_Texto citado_
╔══

Foi numa daquelas alturas da
minha vida que tinha tempo, mas não tinha dinheiro. Acontece-me com frequência.
Também com frequência, mas mais raro, também me acontece o contrário, se tenho
dinheiro, não tenho tempo...
Bem, não querendo fazer das
pessoas que têm paciência para me ler, nem meus confessores, nem meus gestores
de conta e, muito menos, meus inquisidores, vou direto ao assunto e contar-vos
daquela vez em que não me deixaram dormir em Santiago. Falo do Galego. O de
Compostela.
Eu tinha 19 anos e acreditava num
universo infinito de possibilidades. Meti um saco-cama e umas latas de sardinha
numa mochila e, num grupo que éramos dois, apanhei o comboio para o norte.
Queria ir ver e viver uns dias numa terra liberta. Uma terra sem regras nem leis,
nem donos, nem chefes. Por isso entrei num comboio daqueles noturnos que saía
de Santa Apolónia pelas onze e chegava quando chegasse.

╚══

_Tarefas propostas_
- A) Enumere tudo o que, segundo o texto citado, a "terra liberta" não teria.
- B) Escreva a continuação do texto citado a partir da última frase apresentada.

_Material fornecido_
╔══

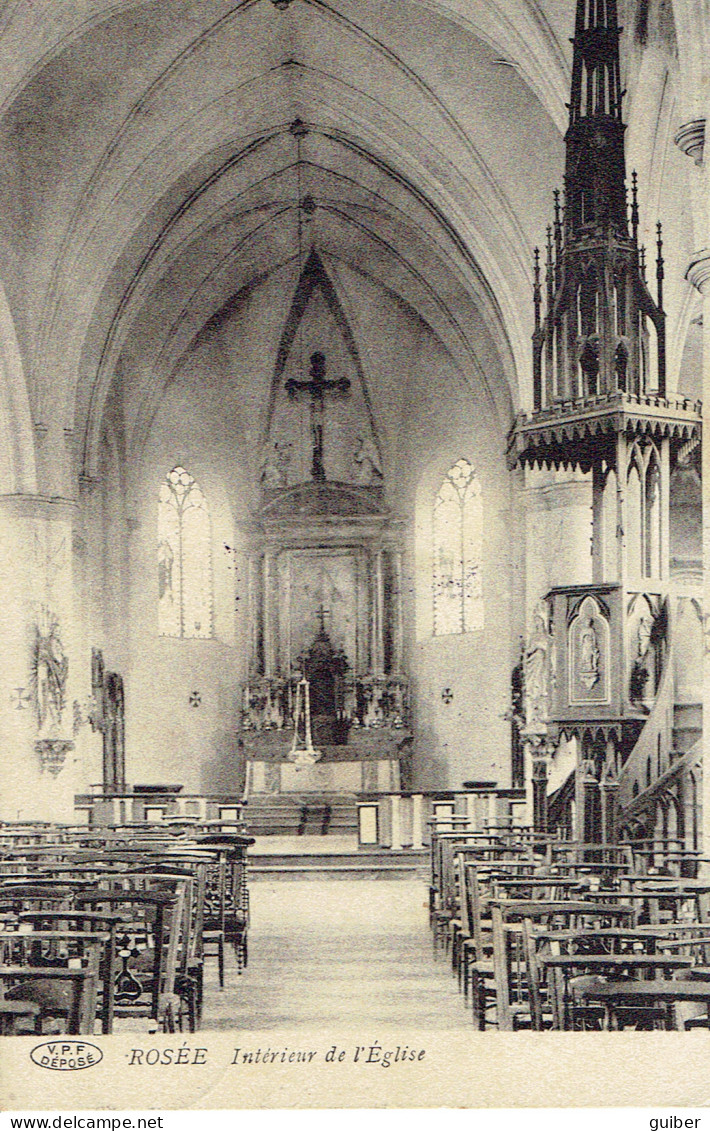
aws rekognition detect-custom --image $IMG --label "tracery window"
[433,459,483,636]
[157,467,213,637]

╚══

_Resultados finais_
- A) Regras, leis, donos e chefes.

- B)
No outro dia de manhã estávamos
no Porto. Lembro-me que tinha chovido a noite toda e à saída de Campanhã entre
as nuvens o sol brilhou e foi nesse dia que percebi porque é que o Porto é uma
das cidades mais belas que conheço. Ou foi porque o sol brilhou entre as nuvens
ou foi porque tinha dezanove anos e ia de viagem atrás de um sonho. Mas aquela
manhã foi inesquecivelmente bonita.
Vadeámos ao sol pelas ruas antigas e molhadas do Porto. Comprámos comida e voltámos
a entrar noutro comboio já manhã avançada. Atravessámos a ponte férrea sobre o
rio Minho ao entardecer.
Chegámos a Santiago já noite cerrada.
Ano compostense no início dos
noventa e a cidade cheia, cheiinha a abarrotar de turistas religiosos. Padres,
freiras e outros viajantes do mesmo género. Jantámos sardinhas, broa de Avintes
e vinho verde debaixo de um candeeiro de um jardim.
A ideia era apanhar um comboio
regional até Lugo e subirmos às montanhas prometidas. Através de cartas, porque
ainda não havia e-mails nem sms, tinha combinado com uns amigos chegar à aldeia
remota e perdida em que viviam escondidos do mundo na tal comunidade livre.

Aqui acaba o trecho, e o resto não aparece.